> Exercise aim
Write out the stretch of the article on Estonia's digital government from "Pointing to the" through "basically from scratch.", word for word.

> Extract
Visitors from all over the world come to the Mektory to learn about digitization. Marc Beckmann / Ostkreuz

But can the development in Estonia also be transferred to other European countries? Robert Krimmer, professor for e-governance in Tallinn, is skeptical. “I think the technical solutions would work anywhere. But getting there, so that it actually fits the needs of other societies – that is the problem,” says the Austrian-born Krimmer during the discussion at the Mektory. “We need to basically transform the experience from Estonia to different contexts that have different needs.”

Pointing to the unique historical situation, Krimmer notes that the Estonians, after gaining their independence in 1991, were able to design their government and administration basically from scratch.

“There was this feeling that now is the time that we can design our own country,” he says. The key politicians at the time were young technology enthusiasts and digital natives, so the young state relied on the Internet early on. As early as 1996, the then-president initiated a program to equip all schools with computers and connect them to the Internet.

“We need to basically transform the experience from Estonia to different contexts that have different needs.”
Robert Krimmer

In 2001, Estonia introduced the digital ID. Today, 88 percent of the population is online, more than in almost any other country, and Estonia is the only country in the world that even offers full-scale electronic voting.

Unlike in other countries, there has never been any significant opposition to the digitization of public life in Estonia. The main reason is that most citizens trust the state. “But how did the citizens come to trust the Estonian model? By being included early on,” says Krimmer. The citizens were involved every step along the way and thus learned to handle the new technology early on.

After all, it is not always easy, especially for older people, to use a computer and do one’s government business online. “A lot of effort goes into training people to work with digital IDs. Estonia is so small we can train everybody to use the Internet and electronic identity,” says Ralf-Martin Soe, counselor to the Minister of Information Technology and a colleague of Anna Piperal’s.

He also mentions another of Estonia’s advantages that cannot be transferred to other European countries: the country’s small size.
“In micro-countries like Estonia, effectively everyone knows everybody,” says Soe. “It's a small community, so if you make stupid decisions, you will be ashamed for a long time.”

A blackboard inside the Mektory Marc Beckmann / Ostkreuz

Anna Piperal believes that the transparency of the government, too, strengthens the citizens’ trust: “Estonia as a country is opening the data it is collecting about the people. It's available, that's why we trust them.” All citizens can check online what personal data the government collects about them. This even applies to sensitive information such as illness and health: “You have your medical files online from different hospitals. And you can access all the files online,” says Piperal.

The Estonians’ trust in e-government was put to the test in early September when it became known that the digital ID chips were not secure and could be compromised by hackers. The problem affected 750,000 IDs – that is, more than half of the population. The government responded quickly, locked the online function of the affected IDs and, within a few weeks, released new software for updating the IDs’ security certificates.

But even massive security problems such as these do not undermine the Estonian IT experts’ trust in e-government. “The ID breach is a good lesson for us. We have to continuously develop the technology,” says Ralf-Martin Soe.

And this is why Estonians continue to work in innovation centers and creative labs such as the Mektory on how to further drive digitization. “We try to achieve zero bureaucracy,” says Anna Piperal, formulating a goal that is to be realized through “invisible services” – systems that think for themselves. She gives an example to explain what that means: “When a women has a baby, she could get parental aid at once. There would be no need for her to apply.”

Collected data
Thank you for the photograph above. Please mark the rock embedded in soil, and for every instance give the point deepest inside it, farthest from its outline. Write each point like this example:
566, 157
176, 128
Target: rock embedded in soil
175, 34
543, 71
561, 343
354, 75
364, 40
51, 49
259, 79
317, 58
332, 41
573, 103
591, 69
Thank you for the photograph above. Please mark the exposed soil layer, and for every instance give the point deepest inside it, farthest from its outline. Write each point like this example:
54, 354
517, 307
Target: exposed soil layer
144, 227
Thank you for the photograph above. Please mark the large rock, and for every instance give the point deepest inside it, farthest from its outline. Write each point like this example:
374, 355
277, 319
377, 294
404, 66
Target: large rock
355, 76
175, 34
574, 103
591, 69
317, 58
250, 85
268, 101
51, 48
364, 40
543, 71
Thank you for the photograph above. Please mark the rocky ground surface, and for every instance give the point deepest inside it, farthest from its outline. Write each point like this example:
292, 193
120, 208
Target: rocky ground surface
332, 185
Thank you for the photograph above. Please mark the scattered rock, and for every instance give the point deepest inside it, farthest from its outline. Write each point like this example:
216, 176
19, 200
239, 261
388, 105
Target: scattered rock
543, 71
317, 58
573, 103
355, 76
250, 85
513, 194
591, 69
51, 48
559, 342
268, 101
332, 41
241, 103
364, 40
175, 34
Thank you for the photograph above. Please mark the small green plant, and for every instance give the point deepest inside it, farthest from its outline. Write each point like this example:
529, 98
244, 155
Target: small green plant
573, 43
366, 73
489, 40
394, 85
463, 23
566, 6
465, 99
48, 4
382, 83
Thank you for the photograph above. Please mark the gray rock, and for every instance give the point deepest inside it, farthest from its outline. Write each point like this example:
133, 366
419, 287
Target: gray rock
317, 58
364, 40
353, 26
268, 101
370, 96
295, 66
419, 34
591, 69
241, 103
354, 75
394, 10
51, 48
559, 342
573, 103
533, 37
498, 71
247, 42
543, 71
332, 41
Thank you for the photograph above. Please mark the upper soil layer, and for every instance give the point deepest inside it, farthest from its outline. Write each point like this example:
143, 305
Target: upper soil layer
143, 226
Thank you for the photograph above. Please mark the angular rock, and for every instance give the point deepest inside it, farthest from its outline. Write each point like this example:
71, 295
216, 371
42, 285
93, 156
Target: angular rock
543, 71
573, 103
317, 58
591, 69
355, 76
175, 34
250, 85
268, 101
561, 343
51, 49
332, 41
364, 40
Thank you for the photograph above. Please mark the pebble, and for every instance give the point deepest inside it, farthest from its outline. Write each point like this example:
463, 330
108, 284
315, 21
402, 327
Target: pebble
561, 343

> Problem solution
Pointing to the unique historical situation, Krimmer notes that the Estonians, after gaining their independence in 1991, were able to design their government and administration basically from scratch.